Selected passage –
--- Begin ---
We are looking at adding it into MAPL with some good protections so we don't turn off all MPI errors.

JulesKouatchou commented 4 years ago

@mathomp4 Great! Let me know when the workaround is ready so that I can test it.

mathomp4 commented 4 years ago

@mathomp4 Great! Let me know when the workaround is ready so that I can test it.

Jules, try out MAPL v2.0.6 (aka git checkout v2.0.6 in MAPL)

Note, you're behind on a lot of things in CTM in it's mepo/externals bits) but v2.0.0 and v2.0.6 are still similar.

JulesKouatchou commented 4 years ago

@mathomp4 Here is a summary of what happened when I used MAPL v2.0.6.

I used the modules comp/intel/18.0.5.274 and mpi/impi/19.1.0.166.
GEOS CTM exited gracefully while doing short runs (few days).
GEOS CTM abruptly crashed after about 15 days of integration. The error message is:

=================================================================================== = BAD TERMINATION OF ONE OF YOUR APPLICATION PROCESSES = RANK 25 PID 3877 RUNNING AT borgo007 = KILLED BY SIGNAL: 9 (Killed)

It seems that MPT might be the option (for now) for the CTM.

mathomp4 commented 4 years ago

@JulesKouatchou Well that's annoying. Can you point me to the output so I can look at the errors?
--- End ---
Entries supplied –
--- Begin ---
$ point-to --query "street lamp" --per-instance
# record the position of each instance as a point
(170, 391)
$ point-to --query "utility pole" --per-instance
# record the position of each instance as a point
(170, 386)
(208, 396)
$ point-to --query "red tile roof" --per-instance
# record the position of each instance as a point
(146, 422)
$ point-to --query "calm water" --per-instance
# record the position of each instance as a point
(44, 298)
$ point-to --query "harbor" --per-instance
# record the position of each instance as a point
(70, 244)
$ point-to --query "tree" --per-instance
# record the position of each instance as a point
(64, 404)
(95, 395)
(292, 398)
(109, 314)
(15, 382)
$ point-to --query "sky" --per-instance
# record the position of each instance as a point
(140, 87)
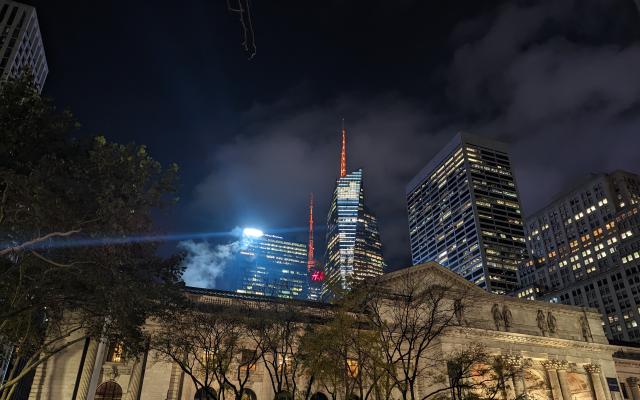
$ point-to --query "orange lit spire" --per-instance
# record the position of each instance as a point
--- End ---
--- Begin ---
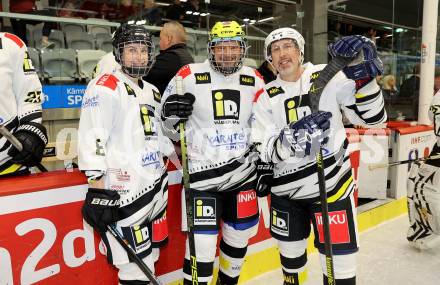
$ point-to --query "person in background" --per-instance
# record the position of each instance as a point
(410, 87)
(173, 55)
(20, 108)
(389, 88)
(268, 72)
--- End ---
--- Begin ---
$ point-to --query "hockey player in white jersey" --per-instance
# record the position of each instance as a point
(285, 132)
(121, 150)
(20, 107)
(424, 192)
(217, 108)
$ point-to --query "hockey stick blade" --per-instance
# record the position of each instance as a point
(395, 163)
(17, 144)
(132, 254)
--- End ---
Challenges –
a) In the thread on MAPL, after about how many days of integration did GEOS CTM crash when run with MAPL v2.0.6?
b) Write out the part of the thread on MAPL that opens with the words containing "We are looking" and closes with "v2.0.6 in MAPL)".
c) List every distinct version number that appears in the thread on MAPL.

Results –
a) About 15 days.

b)
We are looking at adding it into MAPL with some good protections so we don't turn off all MPI errors.

JulesKouatchou commented 4 years ago

@mathomp4 Great! Let me know when the workaround is ready so that I can test it.

mathomp4 commented 4 years ago

@mathomp4 Great! Let me know when the workaround is ready so that I can test it.

Jules, try out MAPL v2.0.6 (aka git checkout v2.0.6 in MAPL)

c) v2.0.6, v2.0.0, 18.0.5.274, 19.1.0.166